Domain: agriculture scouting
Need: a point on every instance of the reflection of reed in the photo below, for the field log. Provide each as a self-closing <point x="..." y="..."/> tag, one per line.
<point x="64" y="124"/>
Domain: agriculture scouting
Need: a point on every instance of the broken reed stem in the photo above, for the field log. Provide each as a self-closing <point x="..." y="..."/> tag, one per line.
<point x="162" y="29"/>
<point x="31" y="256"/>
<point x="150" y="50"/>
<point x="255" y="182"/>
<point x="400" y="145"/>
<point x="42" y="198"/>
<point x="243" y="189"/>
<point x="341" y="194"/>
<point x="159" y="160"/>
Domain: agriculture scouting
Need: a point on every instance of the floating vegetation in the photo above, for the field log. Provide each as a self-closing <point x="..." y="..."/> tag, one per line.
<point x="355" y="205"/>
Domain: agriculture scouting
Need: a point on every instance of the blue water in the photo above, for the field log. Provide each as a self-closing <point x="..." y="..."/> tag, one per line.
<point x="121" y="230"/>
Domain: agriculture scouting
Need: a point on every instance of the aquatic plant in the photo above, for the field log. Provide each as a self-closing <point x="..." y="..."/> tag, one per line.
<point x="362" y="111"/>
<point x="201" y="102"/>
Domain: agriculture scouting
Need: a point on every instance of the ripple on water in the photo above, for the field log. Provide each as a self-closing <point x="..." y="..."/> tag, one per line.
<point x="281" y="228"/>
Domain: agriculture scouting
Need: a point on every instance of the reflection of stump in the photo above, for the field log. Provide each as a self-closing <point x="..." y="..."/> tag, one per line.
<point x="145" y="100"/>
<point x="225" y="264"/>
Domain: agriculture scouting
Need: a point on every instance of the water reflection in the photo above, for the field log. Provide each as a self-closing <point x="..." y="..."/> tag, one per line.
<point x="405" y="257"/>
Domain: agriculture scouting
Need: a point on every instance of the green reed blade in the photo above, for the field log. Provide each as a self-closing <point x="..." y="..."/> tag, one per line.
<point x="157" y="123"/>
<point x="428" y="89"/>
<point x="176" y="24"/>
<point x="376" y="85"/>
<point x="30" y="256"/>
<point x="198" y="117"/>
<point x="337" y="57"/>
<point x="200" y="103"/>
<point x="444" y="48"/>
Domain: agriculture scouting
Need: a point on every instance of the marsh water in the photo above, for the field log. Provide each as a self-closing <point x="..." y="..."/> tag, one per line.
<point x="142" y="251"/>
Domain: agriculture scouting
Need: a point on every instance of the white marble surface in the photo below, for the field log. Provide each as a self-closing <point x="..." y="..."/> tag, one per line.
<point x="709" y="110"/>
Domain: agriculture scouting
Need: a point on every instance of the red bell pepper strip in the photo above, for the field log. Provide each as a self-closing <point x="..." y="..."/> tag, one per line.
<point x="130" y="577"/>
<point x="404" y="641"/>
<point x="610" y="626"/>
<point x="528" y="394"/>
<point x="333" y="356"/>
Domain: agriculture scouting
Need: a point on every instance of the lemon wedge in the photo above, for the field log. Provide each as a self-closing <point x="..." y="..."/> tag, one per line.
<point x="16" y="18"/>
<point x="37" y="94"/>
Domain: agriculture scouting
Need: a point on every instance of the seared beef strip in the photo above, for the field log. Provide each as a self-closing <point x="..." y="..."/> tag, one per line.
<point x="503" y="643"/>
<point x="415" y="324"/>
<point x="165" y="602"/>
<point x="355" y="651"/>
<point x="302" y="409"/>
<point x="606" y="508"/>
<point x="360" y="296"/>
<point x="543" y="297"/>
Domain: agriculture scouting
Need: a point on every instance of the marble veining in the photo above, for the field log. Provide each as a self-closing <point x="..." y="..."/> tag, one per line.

**Challenge:**
Pull out each line above that contains the word "below" and copy it whole. Case counts, so match the capital and small letters exactly.

**Exercise answer:**
Need: a point on every instance of the reflection of reed in the photo below, for the field log. Provide each as a self-closing <point x="..." y="..."/> tag, one per line.
Need: a point on every instance of the white marble surface in the photo below, for the field log. Provide each as a self-closing <point x="..." y="..."/> tag, one per line.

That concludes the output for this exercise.